* Passage to read *
++++++++++

A PAIR OF ROMAN GILTWOOD PIER TABLES

LAST QUARTER 18TH CENTURY

Details
A PAIR OF ROMAN GILTWOOD PIER TABLES
Last quarter 18th Century
Each with a later brown and grey striated alabaster top above an egg-and-dart moulding and a frieze with a pair of ribbon-tied ram skulls flanking a round beaded portrait medallion, all draped with swagged husks, above a guilloche moulding and acanthus-scrolled apron below the medallion, the sides with a conforming ram mask, the corners each with a laurel-crowned rams head above tapering cabriole legs, carved with husks to the front and acanthus to the reverse, on hoof feet, one inscribed in chalk to the underside '21 PARK ST', minor restorations and refreshments to the gilding and decoration, one with later cross-support beneath the marble, possibly slightly reduced in depth with consequential replacements to underframe, both later marble tops with restored breaks, restorations
34 in. (86.5 cm.) high; 51 in. (132.5 cm.) wide; 26 in. (66 cm.) deep (2)

++++++++++

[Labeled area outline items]

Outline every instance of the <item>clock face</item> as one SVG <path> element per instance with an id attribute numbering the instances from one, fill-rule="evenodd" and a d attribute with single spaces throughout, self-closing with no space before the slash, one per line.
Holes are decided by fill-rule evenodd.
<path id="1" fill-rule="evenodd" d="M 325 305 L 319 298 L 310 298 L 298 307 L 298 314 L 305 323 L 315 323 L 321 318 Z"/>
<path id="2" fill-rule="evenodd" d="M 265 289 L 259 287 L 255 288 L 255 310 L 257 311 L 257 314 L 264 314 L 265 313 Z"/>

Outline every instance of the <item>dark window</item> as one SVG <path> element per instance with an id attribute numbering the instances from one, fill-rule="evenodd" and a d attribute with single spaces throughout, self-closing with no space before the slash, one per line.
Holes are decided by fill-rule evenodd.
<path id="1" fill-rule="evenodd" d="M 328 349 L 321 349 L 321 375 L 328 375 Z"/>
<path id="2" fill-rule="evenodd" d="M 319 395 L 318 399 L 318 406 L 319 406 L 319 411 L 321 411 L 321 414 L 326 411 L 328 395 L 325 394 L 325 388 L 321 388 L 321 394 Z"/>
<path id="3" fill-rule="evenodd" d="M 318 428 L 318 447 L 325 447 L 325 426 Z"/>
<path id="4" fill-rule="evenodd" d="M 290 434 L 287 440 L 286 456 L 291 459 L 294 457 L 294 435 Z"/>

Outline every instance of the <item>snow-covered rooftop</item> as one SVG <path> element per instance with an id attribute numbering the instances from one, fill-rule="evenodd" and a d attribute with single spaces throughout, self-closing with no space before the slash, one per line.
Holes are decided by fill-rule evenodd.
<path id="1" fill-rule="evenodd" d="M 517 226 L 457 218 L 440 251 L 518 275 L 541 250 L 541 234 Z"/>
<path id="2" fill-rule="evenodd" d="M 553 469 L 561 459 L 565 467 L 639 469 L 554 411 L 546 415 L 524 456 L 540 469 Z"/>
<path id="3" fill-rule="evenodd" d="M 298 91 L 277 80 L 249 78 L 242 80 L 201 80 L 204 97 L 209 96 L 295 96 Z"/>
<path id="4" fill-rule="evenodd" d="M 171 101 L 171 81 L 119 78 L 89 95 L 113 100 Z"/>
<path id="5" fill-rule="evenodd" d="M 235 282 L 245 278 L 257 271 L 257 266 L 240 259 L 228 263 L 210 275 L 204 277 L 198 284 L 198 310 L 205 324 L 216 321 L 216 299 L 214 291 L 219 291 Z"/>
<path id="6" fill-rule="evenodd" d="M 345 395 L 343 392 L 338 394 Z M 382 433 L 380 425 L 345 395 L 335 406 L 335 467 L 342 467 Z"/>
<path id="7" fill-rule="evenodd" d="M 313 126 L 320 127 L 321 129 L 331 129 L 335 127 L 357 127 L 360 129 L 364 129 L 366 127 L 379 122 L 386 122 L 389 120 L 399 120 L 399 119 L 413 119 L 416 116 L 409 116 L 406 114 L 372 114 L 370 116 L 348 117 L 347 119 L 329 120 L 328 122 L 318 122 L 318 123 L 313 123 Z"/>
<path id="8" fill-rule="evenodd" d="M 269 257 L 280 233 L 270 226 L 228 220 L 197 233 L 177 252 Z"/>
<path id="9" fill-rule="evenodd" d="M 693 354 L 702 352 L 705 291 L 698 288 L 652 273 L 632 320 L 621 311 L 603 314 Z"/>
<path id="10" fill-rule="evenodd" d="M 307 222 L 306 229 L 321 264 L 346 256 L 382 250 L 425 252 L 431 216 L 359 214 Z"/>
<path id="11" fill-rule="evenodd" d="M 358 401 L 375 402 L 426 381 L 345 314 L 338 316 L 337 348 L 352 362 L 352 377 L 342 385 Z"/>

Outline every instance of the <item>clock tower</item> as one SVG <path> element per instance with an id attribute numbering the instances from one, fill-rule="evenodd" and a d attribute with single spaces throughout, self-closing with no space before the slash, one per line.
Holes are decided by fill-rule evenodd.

++++++++++

* Exercise requirements *
**1)** Translate this sentence from the pier table description into Spanish: "Each with a later brown and grey striated alabaster top above an egg-and-dart moulding and a frieze with a pair of ribbon-tied ram skulls flanking a round beaded portrait medallion, all draped with swagged husks, above a guilloche moulding and acanthus-scrolled apron below the medallion, the sides with a conforming ram mask, the corners each with a laurel-crowned rams head above tapering cabriole legs, carved with husks to the front and acanthus to the reverse, on hoof feet, one inscribed in chalk to the underside '21 PARK ST', minor restorations and refreshments to the gilding and decoration, one with later cross-support beneath the marble, possibly slightly reduced in depth with consequential replacements to underframe, both later marble tops with restored breaks, restorations"
**2)** List every ram motif named in the pier table description, with where each appears.
**3)** Using the pier table description, say whether each statement agrees with it, and quote the words that decide it:
(a) The tables keep their original marble tops.
(b) One of the tables bears a chalk inscription on its underside.
(c) The legs end in hoof feet.

* Final results *
**1)** Cada una con una tapa posterior de alabastro veteado en marrón y gris sobre una moldura de ovas y dardos y un friso con un par de cráneos de carnero atados con cintas que flanquean un medallón redondo de retrato con perlado, todo ello adornado con guirnaldas de campanillas, sobre una moldura de guilloché y un faldón con volutas de acanto bajo el medallón; los laterales con una máscara de carnero a juego; las esquinas, cada una con una cabeza de carnero coronada de laurel sobre patas cabriolé ahusadas, talladas con campanillas en la parte delantera y acanto en la trasera, sobre pies de pezuña; una con la inscripción en tiza en la parte inferior '21 PARK ST'; pequeñas restauraciones y retoques en el dorado y la decoración; una con un travesaño de refuerzo posterior bajo el mármol; posiblemente algo reducidas de fondo, con las consiguientes sustituciones en la estructura inferior; ambas tapas de mármol posteriores con roturas restauradas; restauraciones.

**2)**
- A pair of ribbon-tied ram skulls, on the frieze, flanking the portrait medallion
- A conforming ram mask, on the sides
- A laurel-crowned rams head, at each corner above the legs

**3)**
(a) No: "both later marble tops with restored breaks"
(b) Yes: "one inscribed in chalk to the underside '21 PARK ST'"
(c) Yes: "on hoof feet"